### [STATED PROBLEM]
Rewrite the records below, swapping "top-left corner" for "upper-left corner" and leaving everything else unchanged.

[Dataset rows]
"""

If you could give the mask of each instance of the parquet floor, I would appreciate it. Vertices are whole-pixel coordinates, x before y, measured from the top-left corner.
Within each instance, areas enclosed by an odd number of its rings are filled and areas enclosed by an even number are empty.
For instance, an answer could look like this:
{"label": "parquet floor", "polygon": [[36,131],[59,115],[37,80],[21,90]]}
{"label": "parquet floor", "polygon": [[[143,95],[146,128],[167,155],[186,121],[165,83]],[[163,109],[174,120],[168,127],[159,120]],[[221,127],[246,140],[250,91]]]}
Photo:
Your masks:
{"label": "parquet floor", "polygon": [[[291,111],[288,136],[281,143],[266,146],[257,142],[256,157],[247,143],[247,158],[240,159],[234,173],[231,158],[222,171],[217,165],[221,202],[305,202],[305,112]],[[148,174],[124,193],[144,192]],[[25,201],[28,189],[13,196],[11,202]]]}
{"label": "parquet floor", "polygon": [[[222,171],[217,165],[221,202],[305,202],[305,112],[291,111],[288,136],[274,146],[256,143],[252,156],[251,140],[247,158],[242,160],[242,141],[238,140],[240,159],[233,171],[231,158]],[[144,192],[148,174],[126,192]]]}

"""

### [OUTPUT FOR THIS EXERCISE]
If you could give the mask of each instance of the parquet floor, I would appreciate it. Vertices are whole-pixel coordinates, x before y, measured from the upper-left corner.
Within each instance, areas enclosed by an odd number of its rings are filled and areas enclosed by an even number are empty.
For instance, an answer could look like this:
{"label": "parquet floor", "polygon": [[36,131],[59,115],[37,80],[21,90]]}
{"label": "parquet floor", "polygon": [[[143,95],[146,128],[167,155],[186,121],[165,83]],[[163,109],[174,120],[168,127],[159,120]],[[221,127],[246,140],[250,91]]]}
Photo:
Your masks:
{"label": "parquet floor", "polygon": [[[291,111],[288,136],[281,143],[266,146],[257,142],[256,157],[247,143],[247,158],[240,159],[234,173],[231,158],[222,171],[217,165],[221,202],[305,202],[305,112]],[[148,174],[124,193],[144,192]],[[25,201],[28,189],[13,196],[11,202]]]}
{"label": "parquet floor", "polygon": [[[222,171],[217,165],[221,202],[305,202],[305,112],[291,111],[288,136],[274,146],[256,143],[252,156],[251,140],[247,158],[242,160],[242,141],[238,140],[240,159],[233,171],[231,158]],[[144,192],[148,174],[126,192]]]}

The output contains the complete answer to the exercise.